Source passage
^^^^^^^^

On 05/28/2006 03:18 PM, Jeff Trawick wrote:
> On 5/27/06, Ruediger Pluem  wrote:
> 
>>
>>
>> On 05/27/2006 03:58 PM, Jeff Trawick wrote:
>>
>> >
>> > Are there still fundamental pieces missing from mod_proxy_ajp +
>> > mod_proxy_balancer which have to be resolved before mod_proxy_ajp is
>> > the natural solution for anybody on Apache >= 2.2?
>>
>> Currently mod_proxy_balancer lacks the domain feature of mod_jk, but I do
>> not know if this is regarded as fundamental piece.

Other things I noticed that are different:

1. mod_jk's recycle_timeout and cache_timeout are not exactly matched by 
mod_proxy's
   smax and ttl. But from my current personal point of view this does not 
matter.

2. mod_proxy_ajp does miss mod_jk's secret options. Again not critical from my 
point of view.

3. Currently connections are not checked if they are healthy *before* a request 
is send
   (something like mod_jk's connect_timeout, prepost_timeout). I think this 
would be nice to have,
   but I guess it is not easy to do this in a protocol independent way. So this 
might be only
   subject to implementation in mod_proxy_ajp.

4. There is no match for mod_jk's recovery_options currently. Furthermore I 
think some research
   needs to be done about mod_proxy's current behaviour in this situation. I 
guess this is important
   to prevent things being twice in your basket :-).

^^^^^^^^

Entries from a point annotation set:
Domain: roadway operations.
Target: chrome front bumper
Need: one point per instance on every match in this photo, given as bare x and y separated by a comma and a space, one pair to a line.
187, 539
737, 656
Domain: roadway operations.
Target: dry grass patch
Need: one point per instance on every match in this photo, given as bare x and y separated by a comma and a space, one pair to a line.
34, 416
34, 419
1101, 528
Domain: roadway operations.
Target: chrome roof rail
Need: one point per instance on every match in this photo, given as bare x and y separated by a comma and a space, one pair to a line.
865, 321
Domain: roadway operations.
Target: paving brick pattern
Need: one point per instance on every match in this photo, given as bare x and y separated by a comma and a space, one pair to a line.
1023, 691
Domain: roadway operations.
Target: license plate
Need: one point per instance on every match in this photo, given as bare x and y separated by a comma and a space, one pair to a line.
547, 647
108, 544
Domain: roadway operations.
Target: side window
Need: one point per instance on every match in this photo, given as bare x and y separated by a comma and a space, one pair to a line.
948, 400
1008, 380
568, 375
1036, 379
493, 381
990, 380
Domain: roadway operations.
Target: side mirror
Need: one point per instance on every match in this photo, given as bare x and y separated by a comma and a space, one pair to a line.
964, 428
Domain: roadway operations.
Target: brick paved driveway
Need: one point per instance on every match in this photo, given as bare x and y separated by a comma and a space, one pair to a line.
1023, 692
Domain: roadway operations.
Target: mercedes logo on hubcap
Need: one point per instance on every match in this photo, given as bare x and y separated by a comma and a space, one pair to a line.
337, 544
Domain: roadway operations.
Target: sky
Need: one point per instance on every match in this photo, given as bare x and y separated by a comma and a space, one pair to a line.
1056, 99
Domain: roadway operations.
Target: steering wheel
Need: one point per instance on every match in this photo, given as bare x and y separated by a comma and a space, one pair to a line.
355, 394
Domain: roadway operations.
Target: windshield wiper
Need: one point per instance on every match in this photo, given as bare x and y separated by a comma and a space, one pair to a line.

^^^^^^^^

Problems and tasks
1 – In the message about mod_proxy_ajp, which mod_jk feature does mod_proxy_balancer currently lack?
2 – Find every line of the records that contains the word "Target" and copy each of those lines. Case counts.

Results by task
1 – The domain feature of mod_jk.

2 –
Target: chrome front bumper
Target: dry grass patch
Target: chrome roof rail
Target: paving brick pattern
Target: license plate
Target: side window
Target: side mirror
Target: brick paved driveway
Target: mercedes logo on hubcap
Target: sky
Target: steering wheel
Target: windshield wiper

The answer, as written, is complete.